Find every line in the records below that contains the word "hair", and copy each of those lines.

◆ Exercise data:
------
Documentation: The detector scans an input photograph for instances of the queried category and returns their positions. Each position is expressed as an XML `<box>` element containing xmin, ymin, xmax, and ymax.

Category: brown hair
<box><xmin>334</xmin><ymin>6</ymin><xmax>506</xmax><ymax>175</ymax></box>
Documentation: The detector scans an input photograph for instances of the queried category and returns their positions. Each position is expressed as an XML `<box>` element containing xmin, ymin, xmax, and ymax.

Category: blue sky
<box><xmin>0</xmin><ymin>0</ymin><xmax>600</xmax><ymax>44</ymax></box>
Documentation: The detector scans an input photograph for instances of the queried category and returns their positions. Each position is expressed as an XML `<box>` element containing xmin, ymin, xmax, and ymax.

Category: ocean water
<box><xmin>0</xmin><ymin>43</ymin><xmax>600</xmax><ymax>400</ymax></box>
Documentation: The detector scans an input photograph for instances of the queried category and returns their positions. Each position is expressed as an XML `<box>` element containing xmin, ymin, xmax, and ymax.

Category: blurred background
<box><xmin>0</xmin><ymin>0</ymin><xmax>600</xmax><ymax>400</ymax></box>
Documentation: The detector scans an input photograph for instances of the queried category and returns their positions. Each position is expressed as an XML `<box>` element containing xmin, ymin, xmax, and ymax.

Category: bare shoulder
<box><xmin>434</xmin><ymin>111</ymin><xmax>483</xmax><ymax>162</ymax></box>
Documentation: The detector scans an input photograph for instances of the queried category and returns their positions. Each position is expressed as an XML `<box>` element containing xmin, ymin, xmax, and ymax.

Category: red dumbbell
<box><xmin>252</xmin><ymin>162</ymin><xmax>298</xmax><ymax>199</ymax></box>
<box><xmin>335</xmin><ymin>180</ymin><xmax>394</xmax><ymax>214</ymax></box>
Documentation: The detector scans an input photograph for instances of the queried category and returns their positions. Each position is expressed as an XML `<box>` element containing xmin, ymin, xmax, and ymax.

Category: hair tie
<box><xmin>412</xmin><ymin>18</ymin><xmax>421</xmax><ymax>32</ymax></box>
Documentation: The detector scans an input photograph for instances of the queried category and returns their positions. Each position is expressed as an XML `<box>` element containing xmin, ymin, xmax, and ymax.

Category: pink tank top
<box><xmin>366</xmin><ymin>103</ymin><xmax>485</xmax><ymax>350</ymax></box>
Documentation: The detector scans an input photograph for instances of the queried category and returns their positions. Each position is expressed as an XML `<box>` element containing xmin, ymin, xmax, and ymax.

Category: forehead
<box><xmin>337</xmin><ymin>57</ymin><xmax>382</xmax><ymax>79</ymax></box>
------
◆ Answer in full:
Category: brown hair
Category: hair tie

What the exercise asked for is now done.